--- start of Document ---

Nic has brought a very welcome scientific/experimental perspective to a number of discussions here, but he's still subject to peer review - and I expect he wouldn't want it any other way. We all have lots to learn, and it's a fascinating area. I look forward to further discussion.
PS: I should also formally thank Mr. Tillman for publicizing the source code for his program, because it was much more useful to me after a few simple modifications, and I borrowed some of it, for the math behind the colorful sine waves based on fret position. Thanks.
Post Number: 109
|Posted on Wednesday, June 29, 2005 - 4:21 am: |
Yes the great calculator controversy. Went through it in high school. We were encouraged to learn to use them in class but could not use them for tests. However we were allowed to use slide rules on tests (circular or linear). Then I brought my National Semiconductor 100 step programmable to class one day and was told I couldn't use it at all. Didn't matter I had to know the formulas to program it they said it was cheating.

--- end of Document ---

--- Brief 1 ---
In the forum excerpt, what tools were students allowed to use on tests in high school?

--- start of Records shown ---

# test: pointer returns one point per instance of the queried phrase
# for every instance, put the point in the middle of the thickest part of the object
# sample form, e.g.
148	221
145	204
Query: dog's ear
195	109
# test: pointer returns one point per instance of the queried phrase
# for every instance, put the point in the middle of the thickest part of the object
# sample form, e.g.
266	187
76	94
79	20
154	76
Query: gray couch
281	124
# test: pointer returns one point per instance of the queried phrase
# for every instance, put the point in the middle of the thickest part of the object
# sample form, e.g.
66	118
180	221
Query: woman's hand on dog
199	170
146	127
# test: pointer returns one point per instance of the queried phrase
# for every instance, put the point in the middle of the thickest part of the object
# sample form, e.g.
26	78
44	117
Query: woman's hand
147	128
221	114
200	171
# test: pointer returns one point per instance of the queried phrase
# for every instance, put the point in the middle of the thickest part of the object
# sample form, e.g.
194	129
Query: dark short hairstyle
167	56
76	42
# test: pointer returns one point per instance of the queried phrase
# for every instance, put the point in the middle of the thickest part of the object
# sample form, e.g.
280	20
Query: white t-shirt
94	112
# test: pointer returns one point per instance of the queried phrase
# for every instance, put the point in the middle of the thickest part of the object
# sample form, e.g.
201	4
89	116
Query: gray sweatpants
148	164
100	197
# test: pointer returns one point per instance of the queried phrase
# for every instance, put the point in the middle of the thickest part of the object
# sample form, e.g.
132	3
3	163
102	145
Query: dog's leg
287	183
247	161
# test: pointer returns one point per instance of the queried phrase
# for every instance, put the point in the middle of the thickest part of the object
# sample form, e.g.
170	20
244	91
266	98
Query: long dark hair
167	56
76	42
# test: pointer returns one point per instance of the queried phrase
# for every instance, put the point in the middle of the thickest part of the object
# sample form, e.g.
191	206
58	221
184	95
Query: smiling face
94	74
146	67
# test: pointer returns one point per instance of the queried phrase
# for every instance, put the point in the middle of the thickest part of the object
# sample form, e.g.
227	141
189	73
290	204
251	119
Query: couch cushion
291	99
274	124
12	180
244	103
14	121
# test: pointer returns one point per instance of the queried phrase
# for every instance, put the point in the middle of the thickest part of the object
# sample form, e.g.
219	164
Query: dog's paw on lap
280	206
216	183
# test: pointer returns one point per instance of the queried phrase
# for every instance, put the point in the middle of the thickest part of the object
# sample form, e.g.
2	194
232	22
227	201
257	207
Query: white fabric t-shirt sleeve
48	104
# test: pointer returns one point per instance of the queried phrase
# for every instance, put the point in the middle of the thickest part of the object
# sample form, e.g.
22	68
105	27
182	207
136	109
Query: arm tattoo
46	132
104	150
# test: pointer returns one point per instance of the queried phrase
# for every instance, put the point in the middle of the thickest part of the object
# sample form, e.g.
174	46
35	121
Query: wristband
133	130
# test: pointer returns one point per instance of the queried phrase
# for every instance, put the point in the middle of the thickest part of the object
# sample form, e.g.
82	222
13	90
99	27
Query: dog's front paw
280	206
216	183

--- end of Records shown ---

--- Brief 2 ---
Gather every line of the entries that contains the string "hand", matching case exactly.

--- Written reply 1 ---
Slide rules, either circular or linear.

--- Written reply 2 ---
Query: woman's hand on dog
Query: woman's hand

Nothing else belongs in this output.